(WORK TO COMPLETE):
Please output only the lines that run from the line containing "Objective — one point per instance of the bridge railing" through the end of the material below, exactly.

(Records from a point labeling set)
════
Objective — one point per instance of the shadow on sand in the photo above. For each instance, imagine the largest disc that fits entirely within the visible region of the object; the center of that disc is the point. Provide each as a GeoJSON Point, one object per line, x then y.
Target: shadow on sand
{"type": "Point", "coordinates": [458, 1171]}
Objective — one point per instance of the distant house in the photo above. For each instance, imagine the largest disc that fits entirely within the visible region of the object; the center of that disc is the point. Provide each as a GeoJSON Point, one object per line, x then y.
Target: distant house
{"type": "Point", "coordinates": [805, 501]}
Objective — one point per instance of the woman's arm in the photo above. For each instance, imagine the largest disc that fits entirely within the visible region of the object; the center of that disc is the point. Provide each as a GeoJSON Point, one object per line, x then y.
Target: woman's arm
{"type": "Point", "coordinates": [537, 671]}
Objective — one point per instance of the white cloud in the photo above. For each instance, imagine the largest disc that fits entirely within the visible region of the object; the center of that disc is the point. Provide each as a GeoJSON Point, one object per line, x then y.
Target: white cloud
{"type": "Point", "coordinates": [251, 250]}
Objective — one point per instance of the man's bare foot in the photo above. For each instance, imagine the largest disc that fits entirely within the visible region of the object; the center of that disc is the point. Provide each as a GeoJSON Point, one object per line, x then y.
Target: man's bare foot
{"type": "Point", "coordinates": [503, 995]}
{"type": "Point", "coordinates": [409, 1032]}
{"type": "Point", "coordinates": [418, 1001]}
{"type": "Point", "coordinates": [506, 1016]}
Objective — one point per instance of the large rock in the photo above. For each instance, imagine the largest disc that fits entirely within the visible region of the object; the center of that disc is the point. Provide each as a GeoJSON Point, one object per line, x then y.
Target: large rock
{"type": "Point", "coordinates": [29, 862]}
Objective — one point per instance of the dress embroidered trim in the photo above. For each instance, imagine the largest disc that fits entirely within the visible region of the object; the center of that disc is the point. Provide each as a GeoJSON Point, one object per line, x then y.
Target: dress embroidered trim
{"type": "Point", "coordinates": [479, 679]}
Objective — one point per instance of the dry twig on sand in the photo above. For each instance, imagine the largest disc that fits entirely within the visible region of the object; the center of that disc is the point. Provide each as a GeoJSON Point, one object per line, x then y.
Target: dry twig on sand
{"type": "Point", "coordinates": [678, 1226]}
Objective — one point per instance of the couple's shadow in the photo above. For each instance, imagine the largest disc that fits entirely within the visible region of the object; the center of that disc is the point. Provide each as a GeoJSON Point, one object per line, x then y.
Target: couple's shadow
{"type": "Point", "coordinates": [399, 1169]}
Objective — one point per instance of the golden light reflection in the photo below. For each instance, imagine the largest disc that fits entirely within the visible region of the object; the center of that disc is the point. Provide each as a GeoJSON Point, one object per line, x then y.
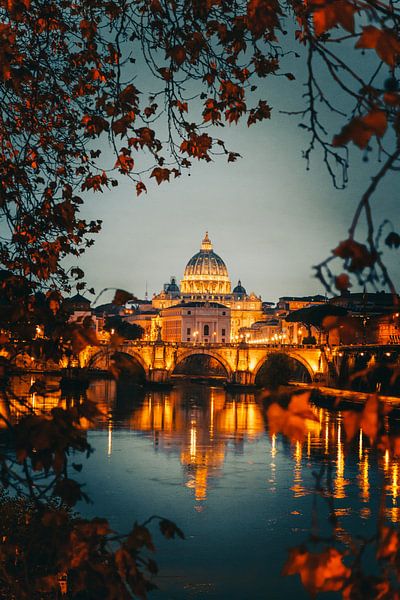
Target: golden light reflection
{"type": "Point", "coordinates": [340, 481]}
{"type": "Point", "coordinates": [202, 433]}
{"type": "Point", "coordinates": [364, 477]}
{"type": "Point", "coordinates": [297, 488]}
{"type": "Point", "coordinates": [201, 430]}
{"type": "Point", "coordinates": [109, 446]}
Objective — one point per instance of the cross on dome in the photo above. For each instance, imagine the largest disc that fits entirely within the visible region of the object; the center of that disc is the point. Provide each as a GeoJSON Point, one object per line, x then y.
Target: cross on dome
{"type": "Point", "coordinates": [206, 243]}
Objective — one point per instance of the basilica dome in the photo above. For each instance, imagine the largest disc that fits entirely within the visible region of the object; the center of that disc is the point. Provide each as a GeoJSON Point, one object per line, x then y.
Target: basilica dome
{"type": "Point", "coordinates": [206, 272]}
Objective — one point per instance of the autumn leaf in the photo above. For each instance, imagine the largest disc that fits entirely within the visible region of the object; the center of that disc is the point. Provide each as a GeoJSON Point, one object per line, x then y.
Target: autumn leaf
{"type": "Point", "coordinates": [124, 163]}
{"type": "Point", "coordinates": [160, 174]}
{"type": "Point", "coordinates": [385, 42]}
{"type": "Point", "coordinates": [393, 240]}
{"type": "Point", "coordinates": [389, 543]}
{"type": "Point", "coordinates": [342, 282]}
{"type": "Point", "coordinates": [357, 254]}
{"type": "Point", "coordinates": [361, 129]}
{"type": "Point", "coordinates": [319, 572]}
{"type": "Point", "coordinates": [140, 187]}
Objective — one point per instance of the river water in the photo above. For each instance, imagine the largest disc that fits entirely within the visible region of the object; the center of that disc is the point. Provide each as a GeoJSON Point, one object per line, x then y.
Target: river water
{"type": "Point", "coordinates": [204, 459]}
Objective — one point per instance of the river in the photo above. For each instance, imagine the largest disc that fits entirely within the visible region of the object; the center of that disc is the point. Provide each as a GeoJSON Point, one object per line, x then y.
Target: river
{"type": "Point", "coordinates": [205, 459]}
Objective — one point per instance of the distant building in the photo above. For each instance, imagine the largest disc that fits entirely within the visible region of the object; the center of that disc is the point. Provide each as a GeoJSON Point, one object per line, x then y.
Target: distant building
{"type": "Point", "coordinates": [207, 287]}
{"type": "Point", "coordinates": [208, 322]}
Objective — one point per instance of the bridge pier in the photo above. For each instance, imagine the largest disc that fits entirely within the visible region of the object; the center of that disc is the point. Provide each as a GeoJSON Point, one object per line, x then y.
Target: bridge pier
{"type": "Point", "coordinates": [243, 378]}
{"type": "Point", "coordinates": [158, 376]}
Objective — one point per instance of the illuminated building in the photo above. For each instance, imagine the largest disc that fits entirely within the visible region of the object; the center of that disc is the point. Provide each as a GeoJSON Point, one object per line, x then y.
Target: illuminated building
{"type": "Point", "coordinates": [219, 311]}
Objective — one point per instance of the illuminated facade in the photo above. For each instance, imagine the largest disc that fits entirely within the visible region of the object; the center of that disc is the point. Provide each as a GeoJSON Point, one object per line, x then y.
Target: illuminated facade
{"type": "Point", "coordinates": [206, 286]}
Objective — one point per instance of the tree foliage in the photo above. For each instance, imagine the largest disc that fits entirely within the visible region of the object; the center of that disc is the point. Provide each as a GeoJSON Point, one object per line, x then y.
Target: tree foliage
{"type": "Point", "coordinates": [70, 82]}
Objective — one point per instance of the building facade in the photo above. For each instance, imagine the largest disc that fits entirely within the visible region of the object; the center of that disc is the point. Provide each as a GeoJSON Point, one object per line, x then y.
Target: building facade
{"type": "Point", "coordinates": [204, 307]}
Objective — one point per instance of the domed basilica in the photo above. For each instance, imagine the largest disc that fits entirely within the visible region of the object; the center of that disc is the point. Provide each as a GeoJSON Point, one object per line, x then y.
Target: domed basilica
{"type": "Point", "coordinates": [204, 308]}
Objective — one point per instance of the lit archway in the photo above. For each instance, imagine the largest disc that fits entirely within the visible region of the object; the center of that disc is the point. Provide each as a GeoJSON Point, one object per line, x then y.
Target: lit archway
{"type": "Point", "coordinates": [282, 368]}
{"type": "Point", "coordinates": [201, 365]}
{"type": "Point", "coordinates": [121, 364]}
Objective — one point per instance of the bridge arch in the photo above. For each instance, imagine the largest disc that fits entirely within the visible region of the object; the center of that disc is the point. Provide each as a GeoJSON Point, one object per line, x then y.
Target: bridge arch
{"type": "Point", "coordinates": [294, 356]}
{"type": "Point", "coordinates": [127, 363]}
{"type": "Point", "coordinates": [185, 356]}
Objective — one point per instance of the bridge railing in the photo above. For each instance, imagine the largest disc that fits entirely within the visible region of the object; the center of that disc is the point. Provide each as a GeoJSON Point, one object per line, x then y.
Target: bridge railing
{"type": "Point", "coordinates": [142, 343]}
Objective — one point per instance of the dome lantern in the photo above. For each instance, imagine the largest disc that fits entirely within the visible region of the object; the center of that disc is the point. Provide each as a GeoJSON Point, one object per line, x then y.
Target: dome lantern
{"type": "Point", "coordinates": [206, 244]}
{"type": "Point", "coordinates": [206, 272]}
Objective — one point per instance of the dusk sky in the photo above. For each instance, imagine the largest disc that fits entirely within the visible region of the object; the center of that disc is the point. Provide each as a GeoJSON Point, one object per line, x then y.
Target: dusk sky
{"type": "Point", "coordinates": [268, 217]}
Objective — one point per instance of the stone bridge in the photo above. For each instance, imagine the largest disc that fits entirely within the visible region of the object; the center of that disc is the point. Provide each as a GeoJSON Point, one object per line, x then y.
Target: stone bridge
{"type": "Point", "coordinates": [240, 362]}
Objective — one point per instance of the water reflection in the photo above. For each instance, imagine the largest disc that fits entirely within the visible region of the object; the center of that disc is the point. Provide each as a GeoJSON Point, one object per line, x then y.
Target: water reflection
{"type": "Point", "coordinates": [201, 425]}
════
(RESULT BELOW):
Objective — one point per instance of the bridge railing in the photo above. For each instance, imagine the largest disc that fits entirely within the visible region of the object; the center of that disc is the point. Provide each as a GeoJSON Point, one object per line, x then y.
Target: bridge railing
{"type": "Point", "coordinates": [142, 343]}
Objective — one point per instance of the dome lantern in the photo above. For each instance, imagine the largest disc that fits entirely within the visible region of the object; the center of that disc is the point. Provide each as a GeoJSON Point, one object per line, x then y.
Target: dome lantern
{"type": "Point", "coordinates": [206, 244]}
{"type": "Point", "coordinates": [206, 272]}
Objective — one point per instance of the dusk sky in the photo above. For each instance, imagine the largest disc that fits entirely within the visible region of the object; the center of that disc is the point. Provide each as a GeoJSON Point, one object per line, x then y.
Target: dusk sky
{"type": "Point", "coordinates": [268, 217]}
Objective — one point per instance of the stone bridge in the photo above. For each instance, imagine the largest disc that fits entirely within the visible region of the object; the center of that disc is the point. Provide each as a GeoJSON Point, one object per line, x then y.
Target: stone bridge
{"type": "Point", "coordinates": [240, 362]}
Objective — one point per instance of the water reflection in the photo above. For each instance, imagine the largest disc that fits entirely within the visible region of the object; the center of that disc is the point. Provide each as a GeoJSON Point, one object per line, x then y.
Target: water reflection
{"type": "Point", "coordinates": [201, 425]}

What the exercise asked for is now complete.